● Task instructions: Could you reproduce all of the lines below, requests included, with every x and y coordinate in the answers scaled by 1.55 and rounded to a whole number, halves going up?

● Data to process:
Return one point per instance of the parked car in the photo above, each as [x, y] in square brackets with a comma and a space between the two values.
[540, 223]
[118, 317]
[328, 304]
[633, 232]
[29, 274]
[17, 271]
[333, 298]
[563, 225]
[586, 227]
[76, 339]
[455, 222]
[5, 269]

● Exercise result:
Return one point per instance of the parked car in the photo above, each as [x, y] in square brackets with a comma and a space between the two values.
[837, 346]
[183, 491]
[508, 471]
[981, 360]
[45, 425]
[26, 420]
[516, 462]
[873, 349]
[908, 352]
[118, 525]
[705, 344]
[8, 417]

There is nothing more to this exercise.